QUESTIONS:
**a)** According to the judgment, on what date was the Notice of Motion dated?
**b)** Return the section of the judgment that begins with the words containing "Full Case Text" and ends with "November 2023) (Judgment)".

GIVEN PASSAGE:
———
Republic v Cabinet Secretary for Lands Housing and Physical Planning & 3 others; Ngunyu (Exparte Applicant); Mutungi (Interested Party) [2023] KEELC 21733 (KLR)
Full Case Text
Republic v Cabinet Secretary for Lands Housing and Physical Planning & 3 others; Ngunyu (Exparte Applicant); Mutungi (Interested Party) (Environment and Land Judicial Review Case E015 of 2022) [2023] KEELC 21733 (KLR) (15 November 2023) (Judgment)
Neutral citation: [2023] KEELC 21733 (KLR)
Republic of Kenya
In the Environment and Land Court at Makueni
Environment and Land Judicial Review Case E015 of 2022
TW Murigi, J
November 15, 2023
Between
Republic
Applicant
and
Cabinet Secretary for Lands Housing and Physical Planning
1st Respondent
The Attorney General
2nd Respondent
The Deputy County Commissioner, Kilungu Sub-County
3rd Respondent
The Land Adjudication Officer, Nduu Adjudication Section
4th Respondent
and
Priscillar Minoo Ngunyu
Exparte Applicant
and
James Maweu Mutungi
Interested Party
Judgment
1. By a Notice of Motion dated 28th October, 2022 brought under Order 53 Rules 3, 4, 5, 6 and 7 of the Civil Procedure Rules and Article 165(6) as read with (7) of the Constitution of Kenya, the Ex-parte Applicant seeks the following orders: -1. Thatthis Honourable Court be pleased to grant an order of Certiorari to remove into this Court and to quash the decision of the Deputy County Commissioner, Kilungu Sub-County, Makueni County dated 30/06/2022 for being ultra vires.2. Thatthis Honourable Court be pleased to grant an order of Prohibition to prohibit the Respondents from implementing the decision of the Deputy County Commissioner, Kilungu Sub-County, Makueni County dated 30/06/2022. 3.Thatthis Honourable Court be pleased to grant an order of Mandamus compelling the Respondents to implement the Court’s decision in the District Magistrates Court at Kilungu Civil Case No. L8 of 1980 delivered on 22nd September, 1980. 4.That the costs of this application be borne by the Respondents.
———
DATASET ENTRIES:
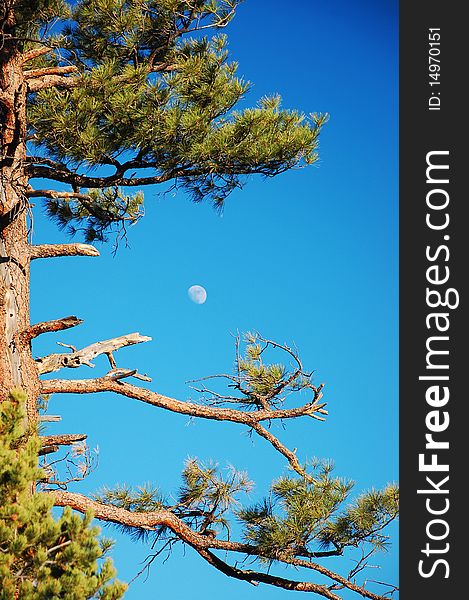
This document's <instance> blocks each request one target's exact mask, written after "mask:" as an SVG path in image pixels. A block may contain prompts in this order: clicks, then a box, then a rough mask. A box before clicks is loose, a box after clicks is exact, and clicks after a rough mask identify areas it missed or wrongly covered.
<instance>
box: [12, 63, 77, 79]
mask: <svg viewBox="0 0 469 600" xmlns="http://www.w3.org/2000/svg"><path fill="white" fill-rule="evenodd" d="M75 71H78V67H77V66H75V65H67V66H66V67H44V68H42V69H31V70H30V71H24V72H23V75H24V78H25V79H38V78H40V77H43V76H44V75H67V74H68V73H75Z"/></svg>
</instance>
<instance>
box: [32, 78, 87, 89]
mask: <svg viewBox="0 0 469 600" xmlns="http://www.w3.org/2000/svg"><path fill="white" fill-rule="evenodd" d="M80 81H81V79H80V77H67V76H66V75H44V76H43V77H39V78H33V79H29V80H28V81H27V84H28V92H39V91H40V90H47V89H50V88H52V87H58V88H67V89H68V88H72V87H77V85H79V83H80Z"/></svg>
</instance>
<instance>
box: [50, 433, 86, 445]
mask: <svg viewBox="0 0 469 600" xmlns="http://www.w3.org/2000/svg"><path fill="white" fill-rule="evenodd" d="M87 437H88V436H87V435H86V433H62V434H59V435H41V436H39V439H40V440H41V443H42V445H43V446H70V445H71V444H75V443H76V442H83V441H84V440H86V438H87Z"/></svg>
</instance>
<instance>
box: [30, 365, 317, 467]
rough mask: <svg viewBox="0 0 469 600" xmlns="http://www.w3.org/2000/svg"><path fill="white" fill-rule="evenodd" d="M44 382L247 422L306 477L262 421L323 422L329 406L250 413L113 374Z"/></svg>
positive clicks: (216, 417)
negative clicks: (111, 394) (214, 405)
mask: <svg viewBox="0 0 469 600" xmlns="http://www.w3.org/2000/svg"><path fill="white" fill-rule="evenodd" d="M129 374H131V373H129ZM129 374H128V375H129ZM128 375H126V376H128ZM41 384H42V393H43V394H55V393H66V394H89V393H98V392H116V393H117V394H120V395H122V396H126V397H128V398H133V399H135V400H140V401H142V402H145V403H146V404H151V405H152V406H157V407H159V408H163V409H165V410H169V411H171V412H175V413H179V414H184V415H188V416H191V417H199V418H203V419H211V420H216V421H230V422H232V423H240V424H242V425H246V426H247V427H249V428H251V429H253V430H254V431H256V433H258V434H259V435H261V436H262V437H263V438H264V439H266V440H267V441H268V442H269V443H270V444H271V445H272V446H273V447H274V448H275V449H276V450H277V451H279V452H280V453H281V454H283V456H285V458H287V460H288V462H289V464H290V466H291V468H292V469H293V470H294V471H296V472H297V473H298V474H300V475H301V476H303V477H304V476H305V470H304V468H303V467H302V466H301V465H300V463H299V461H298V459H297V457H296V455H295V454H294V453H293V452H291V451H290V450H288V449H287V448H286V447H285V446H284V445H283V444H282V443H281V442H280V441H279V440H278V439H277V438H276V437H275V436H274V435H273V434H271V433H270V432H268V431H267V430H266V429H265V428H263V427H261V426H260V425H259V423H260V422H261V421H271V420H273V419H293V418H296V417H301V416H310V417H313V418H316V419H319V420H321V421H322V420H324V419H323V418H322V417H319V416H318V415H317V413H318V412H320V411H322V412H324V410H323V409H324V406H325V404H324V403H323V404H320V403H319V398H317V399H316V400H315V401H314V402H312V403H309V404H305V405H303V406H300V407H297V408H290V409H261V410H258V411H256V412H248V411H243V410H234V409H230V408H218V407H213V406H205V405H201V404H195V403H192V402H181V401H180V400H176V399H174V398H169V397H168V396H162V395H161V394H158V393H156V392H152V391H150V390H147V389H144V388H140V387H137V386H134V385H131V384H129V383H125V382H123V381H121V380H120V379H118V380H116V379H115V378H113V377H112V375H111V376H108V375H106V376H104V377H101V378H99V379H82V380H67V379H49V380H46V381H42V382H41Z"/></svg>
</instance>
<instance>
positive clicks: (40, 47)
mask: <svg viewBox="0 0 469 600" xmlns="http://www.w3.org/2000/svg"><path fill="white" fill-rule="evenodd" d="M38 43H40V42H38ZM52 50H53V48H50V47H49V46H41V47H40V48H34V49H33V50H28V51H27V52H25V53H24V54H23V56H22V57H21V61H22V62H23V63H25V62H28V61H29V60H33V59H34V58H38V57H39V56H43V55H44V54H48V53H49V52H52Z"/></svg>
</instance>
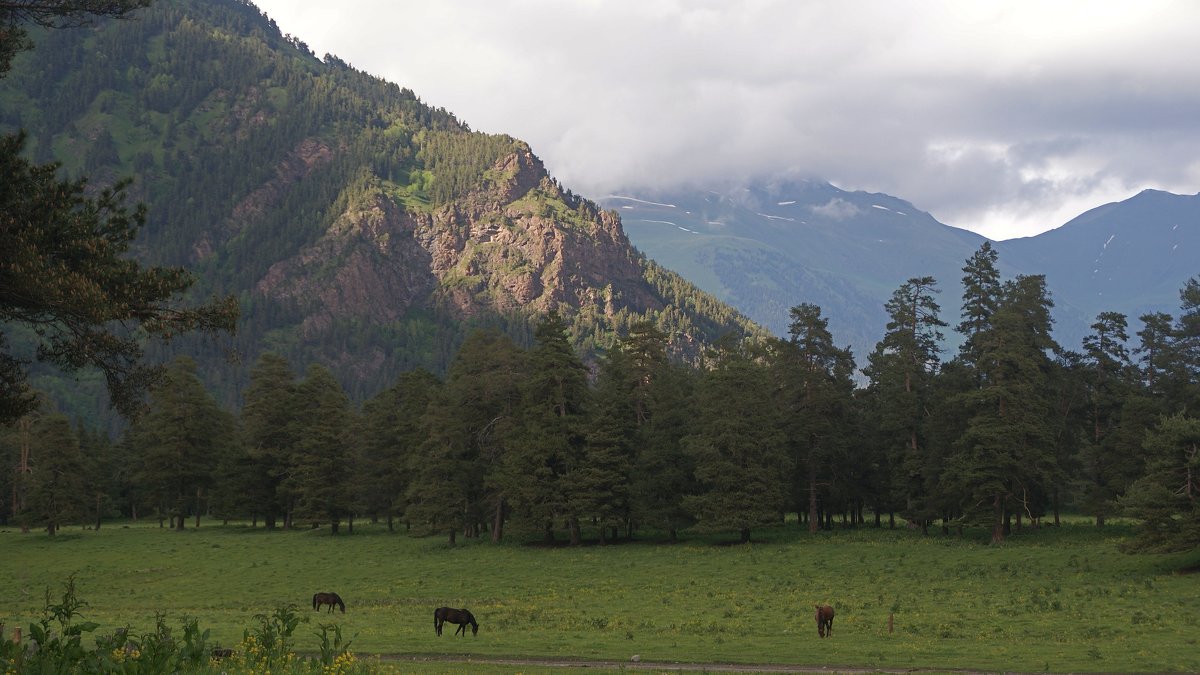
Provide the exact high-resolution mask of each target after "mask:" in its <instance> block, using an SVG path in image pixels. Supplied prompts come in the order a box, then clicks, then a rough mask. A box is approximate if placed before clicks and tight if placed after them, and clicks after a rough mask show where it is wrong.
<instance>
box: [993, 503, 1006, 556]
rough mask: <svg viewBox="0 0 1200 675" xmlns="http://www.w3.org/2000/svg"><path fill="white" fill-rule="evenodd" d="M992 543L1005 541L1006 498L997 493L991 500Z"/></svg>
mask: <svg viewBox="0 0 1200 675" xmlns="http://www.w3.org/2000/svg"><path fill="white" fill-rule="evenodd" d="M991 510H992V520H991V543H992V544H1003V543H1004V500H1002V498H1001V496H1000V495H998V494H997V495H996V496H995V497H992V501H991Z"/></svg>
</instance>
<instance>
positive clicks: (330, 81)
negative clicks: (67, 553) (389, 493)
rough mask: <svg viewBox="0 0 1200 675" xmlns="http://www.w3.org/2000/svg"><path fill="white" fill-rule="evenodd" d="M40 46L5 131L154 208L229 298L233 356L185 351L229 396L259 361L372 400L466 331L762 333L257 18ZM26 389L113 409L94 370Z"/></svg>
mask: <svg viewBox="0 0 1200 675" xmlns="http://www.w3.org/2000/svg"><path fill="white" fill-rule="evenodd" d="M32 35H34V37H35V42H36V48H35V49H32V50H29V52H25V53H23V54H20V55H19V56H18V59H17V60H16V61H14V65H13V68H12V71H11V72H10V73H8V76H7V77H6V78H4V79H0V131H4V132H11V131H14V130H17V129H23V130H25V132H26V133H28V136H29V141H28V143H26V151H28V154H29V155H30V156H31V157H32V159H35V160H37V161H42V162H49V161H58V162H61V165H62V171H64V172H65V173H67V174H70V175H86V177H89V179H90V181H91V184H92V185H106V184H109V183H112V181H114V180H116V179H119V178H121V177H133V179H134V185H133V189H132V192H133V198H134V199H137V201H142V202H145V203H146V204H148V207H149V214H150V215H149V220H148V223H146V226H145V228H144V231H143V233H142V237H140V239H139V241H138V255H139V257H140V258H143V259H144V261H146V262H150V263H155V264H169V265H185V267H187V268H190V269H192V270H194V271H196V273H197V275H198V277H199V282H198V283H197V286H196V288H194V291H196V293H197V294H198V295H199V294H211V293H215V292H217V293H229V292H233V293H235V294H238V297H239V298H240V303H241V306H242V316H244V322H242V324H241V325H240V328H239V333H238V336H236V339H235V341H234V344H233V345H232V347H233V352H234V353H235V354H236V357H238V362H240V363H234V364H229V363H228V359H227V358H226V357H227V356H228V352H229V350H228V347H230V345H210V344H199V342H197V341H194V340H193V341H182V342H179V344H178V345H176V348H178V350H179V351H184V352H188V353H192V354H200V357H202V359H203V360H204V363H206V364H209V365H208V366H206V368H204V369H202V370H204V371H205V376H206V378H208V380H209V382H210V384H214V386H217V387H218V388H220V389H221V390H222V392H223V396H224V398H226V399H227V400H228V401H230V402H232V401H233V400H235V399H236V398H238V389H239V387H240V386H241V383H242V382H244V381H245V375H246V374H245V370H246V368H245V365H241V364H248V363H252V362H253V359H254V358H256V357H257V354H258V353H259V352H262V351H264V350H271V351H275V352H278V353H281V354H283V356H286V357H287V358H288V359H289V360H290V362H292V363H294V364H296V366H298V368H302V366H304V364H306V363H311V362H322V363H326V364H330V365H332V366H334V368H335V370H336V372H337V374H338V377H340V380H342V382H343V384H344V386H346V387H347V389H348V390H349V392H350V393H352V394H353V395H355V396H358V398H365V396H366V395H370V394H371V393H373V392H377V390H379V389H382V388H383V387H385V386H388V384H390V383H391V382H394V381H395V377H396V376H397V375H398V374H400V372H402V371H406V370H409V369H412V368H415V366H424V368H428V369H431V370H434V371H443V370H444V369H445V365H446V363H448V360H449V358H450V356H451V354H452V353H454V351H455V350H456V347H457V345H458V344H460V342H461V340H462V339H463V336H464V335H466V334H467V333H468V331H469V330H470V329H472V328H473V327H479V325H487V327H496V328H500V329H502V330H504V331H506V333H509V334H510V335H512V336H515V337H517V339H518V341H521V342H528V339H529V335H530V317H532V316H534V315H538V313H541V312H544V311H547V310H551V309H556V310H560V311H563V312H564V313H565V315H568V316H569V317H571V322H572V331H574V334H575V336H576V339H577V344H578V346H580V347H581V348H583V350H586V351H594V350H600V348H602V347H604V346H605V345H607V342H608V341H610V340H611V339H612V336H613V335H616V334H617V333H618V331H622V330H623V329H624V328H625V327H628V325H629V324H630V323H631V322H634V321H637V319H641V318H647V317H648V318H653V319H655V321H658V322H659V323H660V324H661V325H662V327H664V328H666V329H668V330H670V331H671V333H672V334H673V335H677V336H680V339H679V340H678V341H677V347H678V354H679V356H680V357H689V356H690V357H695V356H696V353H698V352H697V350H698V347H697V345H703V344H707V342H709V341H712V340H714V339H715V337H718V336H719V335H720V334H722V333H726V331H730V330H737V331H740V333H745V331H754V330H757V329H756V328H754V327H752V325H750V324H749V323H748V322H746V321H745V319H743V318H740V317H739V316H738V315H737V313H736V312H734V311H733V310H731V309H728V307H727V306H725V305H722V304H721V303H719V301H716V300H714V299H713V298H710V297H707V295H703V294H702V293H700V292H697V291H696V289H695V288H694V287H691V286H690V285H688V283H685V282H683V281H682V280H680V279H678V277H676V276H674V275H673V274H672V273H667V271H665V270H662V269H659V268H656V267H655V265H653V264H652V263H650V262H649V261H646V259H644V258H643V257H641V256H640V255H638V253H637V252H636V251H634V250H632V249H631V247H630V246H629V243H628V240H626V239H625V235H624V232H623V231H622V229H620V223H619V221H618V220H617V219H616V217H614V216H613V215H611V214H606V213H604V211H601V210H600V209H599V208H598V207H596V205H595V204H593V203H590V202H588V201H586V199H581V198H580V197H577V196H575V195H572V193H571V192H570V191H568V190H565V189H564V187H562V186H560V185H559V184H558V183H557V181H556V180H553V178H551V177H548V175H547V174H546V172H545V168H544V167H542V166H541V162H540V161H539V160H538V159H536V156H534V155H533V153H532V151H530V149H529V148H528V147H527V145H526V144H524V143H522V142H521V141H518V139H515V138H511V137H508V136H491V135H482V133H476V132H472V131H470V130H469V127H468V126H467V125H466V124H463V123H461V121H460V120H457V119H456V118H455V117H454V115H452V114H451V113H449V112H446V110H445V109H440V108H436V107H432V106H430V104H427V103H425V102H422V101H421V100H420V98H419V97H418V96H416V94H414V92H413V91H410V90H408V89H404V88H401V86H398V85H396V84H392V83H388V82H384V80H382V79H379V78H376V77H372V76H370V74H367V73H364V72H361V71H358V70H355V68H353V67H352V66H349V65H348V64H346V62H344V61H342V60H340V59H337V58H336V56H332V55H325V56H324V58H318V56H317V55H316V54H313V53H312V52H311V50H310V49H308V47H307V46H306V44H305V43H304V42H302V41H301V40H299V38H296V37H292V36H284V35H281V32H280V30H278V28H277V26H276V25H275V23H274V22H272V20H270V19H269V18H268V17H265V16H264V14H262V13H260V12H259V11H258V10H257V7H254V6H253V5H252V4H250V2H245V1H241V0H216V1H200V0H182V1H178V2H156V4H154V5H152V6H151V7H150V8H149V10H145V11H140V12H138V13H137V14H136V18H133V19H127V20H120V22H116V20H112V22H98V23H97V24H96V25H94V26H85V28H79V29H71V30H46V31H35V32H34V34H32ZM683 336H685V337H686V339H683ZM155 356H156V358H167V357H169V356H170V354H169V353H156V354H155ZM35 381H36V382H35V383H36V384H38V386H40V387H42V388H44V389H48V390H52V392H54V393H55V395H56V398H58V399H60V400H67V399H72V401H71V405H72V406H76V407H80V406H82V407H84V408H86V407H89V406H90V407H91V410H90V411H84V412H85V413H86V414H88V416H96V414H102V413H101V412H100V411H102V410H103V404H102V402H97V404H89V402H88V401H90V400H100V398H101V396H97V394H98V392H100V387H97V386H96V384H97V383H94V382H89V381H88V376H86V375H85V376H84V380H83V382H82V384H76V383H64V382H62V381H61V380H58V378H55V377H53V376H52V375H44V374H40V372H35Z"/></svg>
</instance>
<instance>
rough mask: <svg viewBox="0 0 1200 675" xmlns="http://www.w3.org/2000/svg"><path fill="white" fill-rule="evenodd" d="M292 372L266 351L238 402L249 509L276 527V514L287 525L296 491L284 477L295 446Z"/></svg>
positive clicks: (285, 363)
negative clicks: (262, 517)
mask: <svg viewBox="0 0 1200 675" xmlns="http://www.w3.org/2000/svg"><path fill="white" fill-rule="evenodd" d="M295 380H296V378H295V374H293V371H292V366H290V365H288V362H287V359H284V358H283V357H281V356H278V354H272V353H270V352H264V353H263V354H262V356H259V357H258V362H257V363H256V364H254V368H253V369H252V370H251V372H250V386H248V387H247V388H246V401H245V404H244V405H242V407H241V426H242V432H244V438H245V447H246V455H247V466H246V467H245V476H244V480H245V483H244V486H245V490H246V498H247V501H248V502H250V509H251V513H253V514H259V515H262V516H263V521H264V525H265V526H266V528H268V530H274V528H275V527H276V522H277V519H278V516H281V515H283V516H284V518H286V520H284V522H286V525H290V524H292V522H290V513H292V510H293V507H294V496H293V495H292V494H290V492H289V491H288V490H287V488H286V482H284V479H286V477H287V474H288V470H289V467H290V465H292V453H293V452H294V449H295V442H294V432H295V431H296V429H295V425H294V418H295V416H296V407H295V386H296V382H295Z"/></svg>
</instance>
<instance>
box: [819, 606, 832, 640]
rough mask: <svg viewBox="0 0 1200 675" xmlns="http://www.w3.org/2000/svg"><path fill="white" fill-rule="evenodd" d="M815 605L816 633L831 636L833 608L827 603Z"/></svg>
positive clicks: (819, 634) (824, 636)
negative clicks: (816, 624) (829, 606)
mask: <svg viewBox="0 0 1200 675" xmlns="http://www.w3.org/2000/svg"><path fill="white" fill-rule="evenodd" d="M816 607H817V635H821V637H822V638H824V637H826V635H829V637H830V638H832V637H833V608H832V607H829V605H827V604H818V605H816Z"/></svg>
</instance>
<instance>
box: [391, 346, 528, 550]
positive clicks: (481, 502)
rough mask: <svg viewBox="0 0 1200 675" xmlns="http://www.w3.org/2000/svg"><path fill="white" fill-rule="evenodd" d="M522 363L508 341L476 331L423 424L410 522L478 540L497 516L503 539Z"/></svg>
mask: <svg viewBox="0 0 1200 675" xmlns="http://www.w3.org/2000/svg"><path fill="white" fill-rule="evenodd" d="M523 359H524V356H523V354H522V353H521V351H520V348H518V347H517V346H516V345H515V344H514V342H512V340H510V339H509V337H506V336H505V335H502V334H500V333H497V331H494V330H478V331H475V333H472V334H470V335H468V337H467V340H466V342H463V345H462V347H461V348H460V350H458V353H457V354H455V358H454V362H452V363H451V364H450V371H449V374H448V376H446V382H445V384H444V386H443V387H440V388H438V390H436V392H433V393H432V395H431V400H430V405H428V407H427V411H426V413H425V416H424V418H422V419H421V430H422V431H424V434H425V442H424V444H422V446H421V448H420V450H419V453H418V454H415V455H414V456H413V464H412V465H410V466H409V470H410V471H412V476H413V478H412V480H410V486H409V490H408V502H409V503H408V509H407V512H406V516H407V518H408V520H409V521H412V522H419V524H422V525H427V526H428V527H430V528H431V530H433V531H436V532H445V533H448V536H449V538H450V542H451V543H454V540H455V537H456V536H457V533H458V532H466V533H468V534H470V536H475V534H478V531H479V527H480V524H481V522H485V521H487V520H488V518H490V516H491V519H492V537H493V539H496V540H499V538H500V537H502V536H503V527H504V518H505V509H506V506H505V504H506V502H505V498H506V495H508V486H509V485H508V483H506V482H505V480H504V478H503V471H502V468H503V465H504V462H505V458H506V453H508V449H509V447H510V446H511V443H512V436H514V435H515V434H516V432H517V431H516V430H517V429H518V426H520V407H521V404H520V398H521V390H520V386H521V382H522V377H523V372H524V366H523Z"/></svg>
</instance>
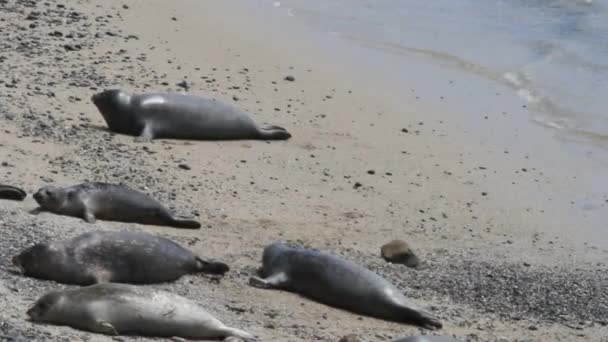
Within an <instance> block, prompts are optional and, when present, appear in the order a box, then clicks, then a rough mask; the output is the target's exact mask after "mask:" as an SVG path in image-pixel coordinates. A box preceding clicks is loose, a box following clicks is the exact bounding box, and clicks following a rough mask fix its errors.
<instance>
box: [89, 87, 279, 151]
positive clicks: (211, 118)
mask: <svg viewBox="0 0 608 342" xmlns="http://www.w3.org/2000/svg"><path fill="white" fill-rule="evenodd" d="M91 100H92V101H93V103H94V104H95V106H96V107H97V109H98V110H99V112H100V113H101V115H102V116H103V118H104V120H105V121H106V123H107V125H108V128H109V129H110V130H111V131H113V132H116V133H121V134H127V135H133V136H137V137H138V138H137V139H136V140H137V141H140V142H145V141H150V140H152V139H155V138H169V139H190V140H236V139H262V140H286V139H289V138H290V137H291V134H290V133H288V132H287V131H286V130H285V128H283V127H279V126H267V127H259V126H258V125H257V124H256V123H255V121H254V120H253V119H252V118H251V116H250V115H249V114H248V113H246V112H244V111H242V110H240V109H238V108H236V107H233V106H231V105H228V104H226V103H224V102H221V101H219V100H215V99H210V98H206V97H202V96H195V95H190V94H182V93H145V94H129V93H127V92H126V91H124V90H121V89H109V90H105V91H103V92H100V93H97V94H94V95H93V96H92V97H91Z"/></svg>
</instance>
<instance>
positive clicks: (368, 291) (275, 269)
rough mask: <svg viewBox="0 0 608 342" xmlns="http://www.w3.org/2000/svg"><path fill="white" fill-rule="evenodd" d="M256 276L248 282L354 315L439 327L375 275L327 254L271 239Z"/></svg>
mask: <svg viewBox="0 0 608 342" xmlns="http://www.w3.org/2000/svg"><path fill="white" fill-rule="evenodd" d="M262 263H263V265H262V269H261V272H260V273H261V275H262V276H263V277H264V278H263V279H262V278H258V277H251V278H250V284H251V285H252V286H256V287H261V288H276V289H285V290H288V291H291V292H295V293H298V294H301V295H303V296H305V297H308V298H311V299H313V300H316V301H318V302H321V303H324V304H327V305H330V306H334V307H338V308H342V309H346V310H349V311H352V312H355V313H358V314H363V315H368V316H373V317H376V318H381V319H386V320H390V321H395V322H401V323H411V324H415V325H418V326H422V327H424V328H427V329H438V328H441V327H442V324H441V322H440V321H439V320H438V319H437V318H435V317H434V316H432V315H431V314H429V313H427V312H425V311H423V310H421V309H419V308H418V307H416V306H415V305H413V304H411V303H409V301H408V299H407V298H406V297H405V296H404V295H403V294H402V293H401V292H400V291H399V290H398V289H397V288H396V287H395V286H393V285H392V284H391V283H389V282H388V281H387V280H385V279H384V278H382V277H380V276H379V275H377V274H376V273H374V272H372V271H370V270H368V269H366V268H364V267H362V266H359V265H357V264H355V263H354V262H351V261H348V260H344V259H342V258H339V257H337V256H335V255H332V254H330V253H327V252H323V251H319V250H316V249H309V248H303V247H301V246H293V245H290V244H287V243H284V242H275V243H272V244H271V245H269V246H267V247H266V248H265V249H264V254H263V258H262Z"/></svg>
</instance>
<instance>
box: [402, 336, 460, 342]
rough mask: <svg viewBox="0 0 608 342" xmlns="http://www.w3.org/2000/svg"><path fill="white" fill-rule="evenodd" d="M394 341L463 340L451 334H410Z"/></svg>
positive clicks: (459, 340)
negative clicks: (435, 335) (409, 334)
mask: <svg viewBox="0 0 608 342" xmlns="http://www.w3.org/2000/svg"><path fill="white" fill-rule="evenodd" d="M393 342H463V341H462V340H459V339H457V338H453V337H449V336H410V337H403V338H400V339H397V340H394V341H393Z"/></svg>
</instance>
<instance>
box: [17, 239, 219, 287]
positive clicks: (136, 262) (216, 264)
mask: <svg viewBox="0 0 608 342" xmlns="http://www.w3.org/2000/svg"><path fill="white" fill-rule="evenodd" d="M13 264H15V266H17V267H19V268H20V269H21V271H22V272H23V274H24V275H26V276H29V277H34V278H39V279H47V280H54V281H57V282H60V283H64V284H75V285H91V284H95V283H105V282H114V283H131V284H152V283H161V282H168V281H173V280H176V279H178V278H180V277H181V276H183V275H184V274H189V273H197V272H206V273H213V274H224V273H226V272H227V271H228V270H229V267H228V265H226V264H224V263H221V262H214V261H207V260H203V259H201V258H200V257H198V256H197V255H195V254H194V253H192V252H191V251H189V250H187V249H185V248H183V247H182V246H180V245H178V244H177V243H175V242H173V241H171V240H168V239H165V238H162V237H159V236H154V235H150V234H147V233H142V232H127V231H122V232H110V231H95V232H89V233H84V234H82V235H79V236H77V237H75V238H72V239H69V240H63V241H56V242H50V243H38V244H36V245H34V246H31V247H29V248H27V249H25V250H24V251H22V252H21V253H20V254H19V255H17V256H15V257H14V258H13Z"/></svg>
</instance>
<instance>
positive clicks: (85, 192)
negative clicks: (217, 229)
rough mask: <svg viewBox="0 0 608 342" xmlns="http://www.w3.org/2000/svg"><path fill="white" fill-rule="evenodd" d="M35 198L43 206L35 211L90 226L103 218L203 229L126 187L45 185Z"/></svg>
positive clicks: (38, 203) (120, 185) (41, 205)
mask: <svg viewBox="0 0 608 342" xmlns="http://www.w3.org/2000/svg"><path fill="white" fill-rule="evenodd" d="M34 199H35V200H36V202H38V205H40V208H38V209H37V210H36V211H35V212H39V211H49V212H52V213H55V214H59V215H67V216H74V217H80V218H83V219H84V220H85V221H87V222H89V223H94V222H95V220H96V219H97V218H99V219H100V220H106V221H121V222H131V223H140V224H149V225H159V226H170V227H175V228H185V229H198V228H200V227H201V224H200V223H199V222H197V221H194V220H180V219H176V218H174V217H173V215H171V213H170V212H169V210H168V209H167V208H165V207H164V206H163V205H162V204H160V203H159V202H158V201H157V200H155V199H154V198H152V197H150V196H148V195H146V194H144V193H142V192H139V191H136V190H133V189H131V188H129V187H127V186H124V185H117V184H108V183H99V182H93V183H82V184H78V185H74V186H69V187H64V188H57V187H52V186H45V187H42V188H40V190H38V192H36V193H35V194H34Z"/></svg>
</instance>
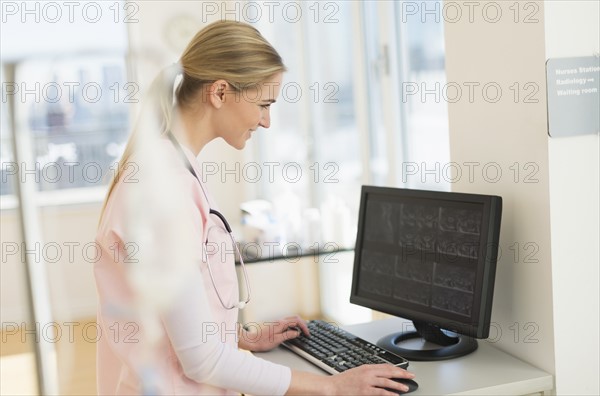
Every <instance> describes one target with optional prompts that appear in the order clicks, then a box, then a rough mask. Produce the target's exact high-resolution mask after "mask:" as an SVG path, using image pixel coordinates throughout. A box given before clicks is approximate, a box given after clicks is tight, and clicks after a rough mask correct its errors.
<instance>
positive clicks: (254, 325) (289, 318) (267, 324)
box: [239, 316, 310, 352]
———
RESPONSES BY ITEM NUMBER:
**a)** 28th October, 2022

**b)**
Full Case Text
Republic v Cabinet Secretary for Lands Housing and Physical Planning & 3 others; Ngunyu (Exparte Applicant); Mutungi (Interested Party) (Environment and Land Judicial Review Case E015 of 2022) [2023] KEELC 21733 (KLR) (15 November 2023) (Judgment)